- The exercise
Update the entries below by changing each "backpack" to "rucksack" and leaving everything else unchanged.

+--

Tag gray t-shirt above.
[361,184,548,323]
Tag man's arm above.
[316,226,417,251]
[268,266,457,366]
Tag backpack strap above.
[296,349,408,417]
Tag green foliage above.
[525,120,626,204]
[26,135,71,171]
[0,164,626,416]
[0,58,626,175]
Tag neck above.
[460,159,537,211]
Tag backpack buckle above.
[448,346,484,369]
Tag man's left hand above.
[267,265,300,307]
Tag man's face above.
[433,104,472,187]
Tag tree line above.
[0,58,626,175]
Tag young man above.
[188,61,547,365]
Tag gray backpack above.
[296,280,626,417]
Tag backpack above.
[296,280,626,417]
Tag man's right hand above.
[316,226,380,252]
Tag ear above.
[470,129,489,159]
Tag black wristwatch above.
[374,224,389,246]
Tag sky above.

+--

- Output
Tag gray t-shirt above.
[361,184,548,323]
Tag man's arm above.
[316,226,417,251]
[268,266,457,366]
Tag rucksack strap above.
[296,349,408,417]
Tag green foliage above.
[525,120,626,204]
[26,135,71,171]
[0,164,626,416]
[0,58,626,175]
Tag neck above.
[460,159,537,211]
Tag rucksack buckle above.
[448,346,484,369]
Tag man's left hand above.
[267,265,300,307]
Tag man's face above.
[433,104,472,187]
Tag tree line above.
[0,58,626,175]
Tag young man above.
[188,61,547,365]
Tag gray rucksack above.
[296,280,626,417]
Tag rucksack above.
[296,280,626,417]
Tag man's right hand above.
[316,226,380,252]
Tag ear above.
[470,129,489,159]
Tag black wristwatch above.
[374,224,389,246]
Tag sky above.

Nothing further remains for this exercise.